::: Entries shown :::

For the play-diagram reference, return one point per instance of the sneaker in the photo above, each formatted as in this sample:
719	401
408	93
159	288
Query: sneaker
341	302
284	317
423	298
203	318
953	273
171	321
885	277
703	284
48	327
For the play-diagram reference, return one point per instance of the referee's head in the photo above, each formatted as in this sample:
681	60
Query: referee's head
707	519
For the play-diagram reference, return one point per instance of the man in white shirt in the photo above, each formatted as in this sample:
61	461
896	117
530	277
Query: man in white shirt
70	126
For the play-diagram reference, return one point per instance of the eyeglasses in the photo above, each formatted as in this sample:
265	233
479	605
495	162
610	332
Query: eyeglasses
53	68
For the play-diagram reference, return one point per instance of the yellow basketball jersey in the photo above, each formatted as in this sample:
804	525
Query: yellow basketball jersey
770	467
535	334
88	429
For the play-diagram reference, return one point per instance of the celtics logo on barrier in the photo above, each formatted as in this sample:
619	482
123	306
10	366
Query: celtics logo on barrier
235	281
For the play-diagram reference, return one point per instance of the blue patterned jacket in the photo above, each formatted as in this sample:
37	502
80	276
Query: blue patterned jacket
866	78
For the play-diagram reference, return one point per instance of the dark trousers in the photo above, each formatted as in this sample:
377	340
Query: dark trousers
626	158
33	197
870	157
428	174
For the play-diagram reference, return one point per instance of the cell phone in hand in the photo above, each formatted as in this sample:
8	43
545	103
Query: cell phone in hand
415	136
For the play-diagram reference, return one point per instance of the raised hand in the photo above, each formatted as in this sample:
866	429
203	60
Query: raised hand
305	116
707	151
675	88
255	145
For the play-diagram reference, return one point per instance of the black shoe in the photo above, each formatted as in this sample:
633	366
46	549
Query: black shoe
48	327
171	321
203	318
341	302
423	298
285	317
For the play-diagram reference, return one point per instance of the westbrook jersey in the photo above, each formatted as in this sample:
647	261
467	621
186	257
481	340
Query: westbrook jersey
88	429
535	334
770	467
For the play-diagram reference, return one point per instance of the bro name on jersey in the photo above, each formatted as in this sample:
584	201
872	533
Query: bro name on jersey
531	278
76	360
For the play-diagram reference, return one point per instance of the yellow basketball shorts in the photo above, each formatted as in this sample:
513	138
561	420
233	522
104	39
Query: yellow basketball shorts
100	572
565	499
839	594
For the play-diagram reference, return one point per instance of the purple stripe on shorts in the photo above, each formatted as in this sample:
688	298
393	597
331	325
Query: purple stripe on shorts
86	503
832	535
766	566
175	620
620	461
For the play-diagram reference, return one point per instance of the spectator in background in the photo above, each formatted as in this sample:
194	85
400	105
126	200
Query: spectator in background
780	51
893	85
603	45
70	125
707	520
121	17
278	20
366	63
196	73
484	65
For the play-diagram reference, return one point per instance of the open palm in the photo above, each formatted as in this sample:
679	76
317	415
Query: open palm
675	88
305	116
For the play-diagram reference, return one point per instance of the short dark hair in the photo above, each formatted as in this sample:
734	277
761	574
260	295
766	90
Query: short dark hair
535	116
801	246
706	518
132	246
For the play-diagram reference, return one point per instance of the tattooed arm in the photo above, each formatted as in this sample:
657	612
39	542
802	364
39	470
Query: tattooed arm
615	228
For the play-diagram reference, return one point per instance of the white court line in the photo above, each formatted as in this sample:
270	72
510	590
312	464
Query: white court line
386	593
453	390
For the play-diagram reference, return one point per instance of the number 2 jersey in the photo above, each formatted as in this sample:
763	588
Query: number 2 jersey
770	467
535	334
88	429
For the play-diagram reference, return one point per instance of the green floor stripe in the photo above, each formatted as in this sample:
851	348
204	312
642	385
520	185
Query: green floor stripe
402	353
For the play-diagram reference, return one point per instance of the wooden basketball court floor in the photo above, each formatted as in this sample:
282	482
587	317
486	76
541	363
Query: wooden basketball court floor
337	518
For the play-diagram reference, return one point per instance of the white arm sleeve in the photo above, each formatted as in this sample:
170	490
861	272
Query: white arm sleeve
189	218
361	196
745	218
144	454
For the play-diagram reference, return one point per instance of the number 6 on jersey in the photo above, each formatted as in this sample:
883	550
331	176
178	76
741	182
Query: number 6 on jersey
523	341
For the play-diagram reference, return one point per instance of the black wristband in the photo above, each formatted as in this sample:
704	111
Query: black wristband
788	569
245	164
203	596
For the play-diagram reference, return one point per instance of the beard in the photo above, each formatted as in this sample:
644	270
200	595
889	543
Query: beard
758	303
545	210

:::

To do: Restate every record exactly, leaving nothing out.

Exercise solution:
For the play-diagram reference, return one point per instance of the sneaker in the photo above, each formatted as in this sample:
719	401
408	93
159	288
Query: sneaker
341	302
284	317
423	298
203	318
953	273
171	321
885	277
703	284
48	327
For the play-diagram reference, return one point per instance of the referee's head in the photo above, each formatted as in this sample:
681	60
Query: referee's head
707	519
For the play-diagram reference, return one point per instance of the man in white shirt in the photo above, each formatted as in this sample:
61	461
896	117
530	277
Query: man in white shirt
70	126
For the play-diagram reference, return one point per instance of the eyeglasses in the photo above, each formatted as in this sample:
265	233
479	605
495	162
610	332
Query: eyeglasses
53	68
For the play-diagram reference, return one point per instance of the yellow basketball jersey in the photo above, each formatted as in this sample:
804	525
Query: yellow basketball jersey
770	467
535	334
88	429
For the play-diagram reference, return one point per instance of the celtics logo on barrier in the photo above, each formatted as in this sample:
619	482
123	306
10	366
Query: celtics logo on barrier
235	281
For the play-diagram reference, return one point per instance of the blue patterned jacket in the photo above, each formatted as in this sample:
37	502
80	276
Query: blue patterned jacket
866	78
For the play-diagram reference, return one point per instance of the dark trousers in the photo above, each formatted as in this sample:
377	340
Query: dark trousers
626	158
33	197
870	157
428	174
For the play-diagram reference, return one point per instance of the cell phone in hand in the photo above, each formatted as in this sample:
8	43
545	103
Query: cell phone in hand
415	136
For the play-diagram reference, return one point per instance of the raised hand in the photo above, each formatted as in this sample:
866	429
203	60
Query: raised hand
305	116
707	151
675	88
255	145
For the play-diagram reference, return one point per instance of the black shoe in the photo above, each formatted as in this sample:
633	366
46	549
Query: black shoe
48	327
171	321
203	318
341	302
423	298
285	317
For the play-diagram reference, return one point per instance of the westbrook jersey in the photo above, each formatted as in this sample:
647	261
467	621
186	257
481	340
Query: westbrook jersey
88	429
535	334
770	467
For the play-diagram reference, return one point per instance of the bro name on jersey in the photo above, each formatted as in this sample:
584	201
872	533
Query: bro name on jersey
531	278
76	360
For the play-diagram reference, return one point per instance of the yellow basketball shorts in the photo above, each formatted as in this sample:
513	138
561	420
233	522
104	39
Query: yellow basketball shorts
100	572
565	499
839	594
For the play-diagram reference, return one point per instance of the purple stripe on shorts in the photo above, each formatted as in this sample:
688	298
393	597
331	325
Query: purple stripe on shorts
86	503
832	535
766	566
175	620
620	461
For the play-diagram reference, return one point per instance of the spectator in background in the photo above, each formatted as in this sample:
194	85
400	105
126	200
Query: spectator in background
780	51
893	85
603	45
70	125
707	520
121	17
278	20
366	63
196	73
484	65
For the play-diagram reference, return one point per instance of the open palm in the photo above, each formatted as in this sample:
679	76
317	415
Query: open palm
675	88
305	116
For the play-diagram reference, return one point per instance of the short dark hair in the photo above, each formatted as in this sample:
734	277
761	574
260	295
766	90
Query: short dark hair
535	116
801	246
706	518
132	246
For the play-diagram reference, return one point per instance of the tattooed arm in the photo above, each formatted as in this sample:
657	612
39	542
802	364
39	470
Query: tattooed arm
615	228
For the play-diagram reference, return one point per instance of the white court line in the photo above, each formatted as in this sample:
270	72
510	590
312	464
Query: white court line
386	593
453	390
For the play-diagram reference, return one point per instance of the number 2 jersey in the photo above, each formatted as in this sample:
763	588
Query: number 2 jersey
770	467
535	334
88	429
For the play-diagram reference, return one point per instance of the green floor stripe in the photo above, each formatted as in this sample:
851	348
204	312
642	385
520	185
Query: green floor stripe
402	353
For the play-diagram reference, return one point per instance of the wooden basketball court floor in the photo above, each formatted as in this sample:
282	482
587	317
486	76
541	363
Query: wooden basketball court floor
337	518
For the play-diagram reference, return one point per instance of the white arm sleeve in the photo above, each formatted as in this sample:
170	490
861	272
Query: white arm sleeve
189	218
361	196
745	218
144	454
For the play-diagram reference, return one point per instance of the number 6 on jersey in the photo above, each formatted as in this sample:
883	550
331	176
178	76
741	182
Query: number 6 on jersey
523	341
For the play-diagram reference, return one point per instance of the black wristband in the photo above, each formatted as in this sample:
704	111
Query: black wristband
788	569
245	164
203	596
For the play-diagram reference, return one point per instance of the beard in the photo above, each formatted as in this sample:
644	270
200	595
889	543
Query: beard
758	303
545	210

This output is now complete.